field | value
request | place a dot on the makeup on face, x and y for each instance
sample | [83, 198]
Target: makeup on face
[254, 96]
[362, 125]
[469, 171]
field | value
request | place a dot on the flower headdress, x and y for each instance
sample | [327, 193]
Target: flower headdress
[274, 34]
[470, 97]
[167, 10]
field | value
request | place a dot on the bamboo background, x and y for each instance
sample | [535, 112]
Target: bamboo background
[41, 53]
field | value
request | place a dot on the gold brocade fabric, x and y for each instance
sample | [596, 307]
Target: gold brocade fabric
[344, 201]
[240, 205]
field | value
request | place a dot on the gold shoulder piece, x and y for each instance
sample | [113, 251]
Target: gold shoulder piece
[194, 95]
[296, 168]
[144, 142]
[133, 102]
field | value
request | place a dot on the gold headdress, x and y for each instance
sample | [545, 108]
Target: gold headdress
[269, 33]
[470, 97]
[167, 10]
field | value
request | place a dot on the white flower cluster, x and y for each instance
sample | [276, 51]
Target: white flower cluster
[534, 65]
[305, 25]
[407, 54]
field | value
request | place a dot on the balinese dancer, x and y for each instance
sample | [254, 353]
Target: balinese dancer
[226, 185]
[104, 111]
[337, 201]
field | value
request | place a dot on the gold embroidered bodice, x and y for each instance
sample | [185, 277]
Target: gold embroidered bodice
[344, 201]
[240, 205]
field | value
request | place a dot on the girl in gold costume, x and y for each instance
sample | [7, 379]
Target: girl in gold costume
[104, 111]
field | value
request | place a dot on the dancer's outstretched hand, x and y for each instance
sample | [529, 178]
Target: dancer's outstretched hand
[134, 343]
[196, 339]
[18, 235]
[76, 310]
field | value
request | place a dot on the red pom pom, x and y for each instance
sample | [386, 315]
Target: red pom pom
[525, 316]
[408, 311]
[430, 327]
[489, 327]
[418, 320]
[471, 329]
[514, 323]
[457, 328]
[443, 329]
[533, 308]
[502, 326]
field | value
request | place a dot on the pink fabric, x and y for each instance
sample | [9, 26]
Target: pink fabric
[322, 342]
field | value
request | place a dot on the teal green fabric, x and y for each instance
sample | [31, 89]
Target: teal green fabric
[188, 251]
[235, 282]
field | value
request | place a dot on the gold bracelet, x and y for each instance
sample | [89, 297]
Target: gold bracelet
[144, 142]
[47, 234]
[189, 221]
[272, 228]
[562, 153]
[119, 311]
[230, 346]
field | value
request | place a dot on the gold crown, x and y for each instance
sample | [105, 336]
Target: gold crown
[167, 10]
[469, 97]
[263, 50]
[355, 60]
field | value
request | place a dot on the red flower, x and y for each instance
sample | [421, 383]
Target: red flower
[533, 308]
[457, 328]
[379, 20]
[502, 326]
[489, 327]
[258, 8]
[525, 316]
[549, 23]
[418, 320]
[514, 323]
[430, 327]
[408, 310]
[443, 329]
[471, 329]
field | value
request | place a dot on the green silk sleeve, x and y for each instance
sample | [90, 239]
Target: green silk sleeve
= = =
» Problem description
Please restate the records in full, word for word.

» The completed task
field | value
request | place a dot on the makeup on face, x and y for each instance
sample | [83, 198]
Target: makeup on face
[254, 96]
[362, 125]
[469, 171]
field | value
request | place a dot on the flower headdress, x and y for each instance
sample | [327, 193]
Target: flower headdress
[274, 34]
[470, 97]
[167, 10]
field | value
request | place a dot on the bamboo background, x and y for each instance
sample | [535, 112]
Target: bamboo background
[41, 53]
field | value
request | place a dot on the gold brocade fabric, x and y for each instance
sample | [596, 307]
Target: gold brocade fabric
[344, 201]
[240, 205]
field | value
request | place a dot on the gold shoulder piece, x and y for each instance
sample | [113, 251]
Target: gold shoulder piece
[194, 95]
[296, 168]
[144, 142]
[133, 102]
field | value
request | place a dot on the gold headdress, x and y for each instance
sample | [545, 108]
Target: gold headdress
[269, 33]
[470, 97]
[167, 10]
field | value
request | place a dot on the white flower cluster, x and y for each instance
sample | [276, 51]
Target: white flower cluster
[534, 65]
[305, 25]
[407, 54]
field | value
request | place a dot on the balinese dancer, x and y for each instance
sample | [254, 353]
Target: balinese dancer
[226, 185]
[104, 111]
[337, 201]
field | value
request | place a dot on the gold embroidered bodice, x and y for each instance
sample | [185, 277]
Target: gold embroidered bodice
[344, 201]
[240, 205]
field | value
request | place a dot on the girl in gold costume, x and y for each instance
sample | [7, 379]
Target: girl in gold costume
[104, 111]
field | value
request | place a dot on the dancer's outstretched hand, x and y for each instance
sample | [529, 178]
Target: dancer's outstretched hand
[134, 343]
[196, 339]
[18, 235]
[76, 310]
field | value
request | place a dot on the red pom pom, x and y for each instance
sample | [386, 315]
Target: red pom pom
[525, 316]
[408, 311]
[430, 327]
[489, 327]
[418, 320]
[471, 329]
[514, 323]
[457, 328]
[443, 329]
[533, 308]
[502, 326]
field | value
request | place a dot on the pink fabric, x and y for each instance
sample | [9, 26]
Target: pink fabric
[322, 342]
field | value
request | place a dot on the teal green fabric, x and y for each instance
sample | [31, 89]
Target: teal green fabric
[188, 251]
[235, 282]
field | value
request | place a dot on the gold bracelet, x and y for each instance
sample | [89, 297]
Target: gold bracelet
[144, 142]
[47, 234]
[189, 221]
[272, 228]
[562, 153]
[119, 311]
[230, 346]
field | value
request | place a dot on the gold crown, x and y for each instance
sample | [105, 336]
Target: gold crown
[167, 10]
[469, 97]
[263, 50]
[355, 60]
field | value
request | place a dot on the red flower, x and y for each instance
sample | [421, 383]
Target: red flower
[533, 308]
[457, 328]
[379, 20]
[502, 326]
[489, 327]
[258, 8]
[525, 316]
[549, 23]
[418, 320]
[514, 323]
[430, 327]
[408, 310]
[443, 329]
[471, 329]
field | value
request | place a dot on the green silk sleeve, x and y for each instance
sample | [90, 239]
Target: green silk sleeve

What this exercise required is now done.